### ACTION ITEM
Print every record exactly, omitting none.

Region pointing data
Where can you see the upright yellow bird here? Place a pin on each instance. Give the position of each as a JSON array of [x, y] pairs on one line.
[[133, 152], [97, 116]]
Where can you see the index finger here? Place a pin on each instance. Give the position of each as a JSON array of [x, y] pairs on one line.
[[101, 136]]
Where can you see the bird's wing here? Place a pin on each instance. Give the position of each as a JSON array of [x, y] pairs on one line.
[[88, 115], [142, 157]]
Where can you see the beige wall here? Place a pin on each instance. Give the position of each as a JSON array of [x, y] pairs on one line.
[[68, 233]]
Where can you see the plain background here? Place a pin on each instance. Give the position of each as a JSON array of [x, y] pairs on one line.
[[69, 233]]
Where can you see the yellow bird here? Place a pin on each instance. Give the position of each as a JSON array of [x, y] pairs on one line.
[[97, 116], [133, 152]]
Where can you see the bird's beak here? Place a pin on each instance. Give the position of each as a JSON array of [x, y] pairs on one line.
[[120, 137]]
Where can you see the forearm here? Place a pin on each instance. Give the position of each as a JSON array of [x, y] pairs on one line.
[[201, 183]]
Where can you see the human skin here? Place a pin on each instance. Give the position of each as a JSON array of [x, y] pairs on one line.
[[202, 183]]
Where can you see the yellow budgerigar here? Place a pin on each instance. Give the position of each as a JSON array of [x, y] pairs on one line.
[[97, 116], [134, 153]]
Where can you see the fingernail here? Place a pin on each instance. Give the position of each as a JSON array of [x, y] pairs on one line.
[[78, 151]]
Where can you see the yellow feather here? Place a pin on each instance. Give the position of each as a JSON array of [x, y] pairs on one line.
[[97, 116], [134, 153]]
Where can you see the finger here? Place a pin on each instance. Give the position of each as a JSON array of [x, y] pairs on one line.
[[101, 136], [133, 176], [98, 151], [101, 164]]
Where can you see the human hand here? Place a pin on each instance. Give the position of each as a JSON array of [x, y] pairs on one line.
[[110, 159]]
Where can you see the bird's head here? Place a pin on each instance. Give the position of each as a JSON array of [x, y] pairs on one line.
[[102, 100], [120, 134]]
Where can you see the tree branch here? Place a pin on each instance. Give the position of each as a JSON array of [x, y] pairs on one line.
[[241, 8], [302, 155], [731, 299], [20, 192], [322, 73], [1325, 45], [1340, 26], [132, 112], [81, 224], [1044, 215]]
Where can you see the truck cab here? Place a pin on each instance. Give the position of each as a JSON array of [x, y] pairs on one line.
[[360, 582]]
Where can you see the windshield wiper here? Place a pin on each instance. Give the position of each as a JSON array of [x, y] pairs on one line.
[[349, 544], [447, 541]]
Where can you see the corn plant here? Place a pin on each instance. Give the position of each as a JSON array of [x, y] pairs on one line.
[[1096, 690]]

### RESPONSE TO THIS EXERCISE
Where can you see the upright yellow bird here? Place a pin on each instance. Give the position of each as a JSON array of [x, y] pairs on one line.
[[133, 152], [97, 116]]
Where can you see the index finger here? Place a pin on each instance. Give the position of each as a JSON array of [x, y] pairs on one line.
[[101, 136]]
Where can you see the bird's wing here? Place a pin on each instance. Give the position of each as a JSON array of [x, y] pairs on one line.
[[88, 115], [142, 157]]
Where can you see the beige wall here? Place a pin on each instance. Give the position of each as a JSON array of [x, y] pairs on one line.
[[68, 233]]
Where can you see the plain background here? Place a pin on each instance. Give the position of each as a JSON array of [x, y] pairs on one line.
[[69, 233]]
Where can you see the yellow bird here? Place a pin on each instance. Give the position of each as a JSON array of [x, y] pairs on one line.
[[97, 116], [133, 152]]
Where can you see the bird's beak here? Place a pin on each instance. Give the position of each as a JSON array of [x, y] pairs on one line.
[[120, 137]]
Where can you see the forearm here? Place a pin on each instance. Give the position of each as a JSON array of [x, y] pairs on one line.
[[201, 183]]
Where can you see the human skin here? Place a pin on each instance. Give the position of each as a JSON array of [x, y] pairs on one line.
[[202, 183]]
Where can you see the yellow budgerigar here? Place a pin on each instance. Give the position of each as a JSON array of [x, y] pairs on one line.
[[97, 116], [134, 153]]
Where can you see the fingernail here? Place a pin on each instance. Give the position of each as a JSON array of [x, y] pairs on one line.
[[78, 151]]
Where can you see the yellow feather here? Place a pin on each instance. Give the position of each as a JSON array of [x, y] pairs on one line.
[[97, 116], [134, 153]]
Where can you see the finger here? Place a pin on each instance. Give the position of each as a JSON array of [x, y] pairs on one line.
[[101, 136], [133, 176], [98, 151], [101, 164]]
Where can you see the human hand here? Place a pin on each instance. Give the position of each as a JSON array of [x, y] pairs on one line.
[[110, 159]]
Where can you see the bird's head here? Place a pin on each instance. Give the position of each as a JSON array of [x, y] pairs on one line.
[[102, 100], [120, 134]]
Where can you see the tree branch here? Place a pin on each instance. Give the position of each as a JSON array of [x, y] pairs on one line.
[[241, 8], [302, 155], [731, 299], [20, 192], [322, 73], [1325, 45], [1340, 26], [132, 112], [81, 224], [1044, 215]]
Where can you see the truck cab here? Place a pin on each instance. Give the position of each as a JSON array of [x, y] pairs on one line.
[[360, 582]]
Where can you see the windshield wiper here? Place a pin on each instance. Give the position of each as a JSON array of [x, y] pairs on one line.
[[349, 544], [447, 541]]
Where can you see the corn plant here? Place a pin on each instance. Give the position of each as a JSON array of [x, y] pairs on one line.
[[1096, 690]]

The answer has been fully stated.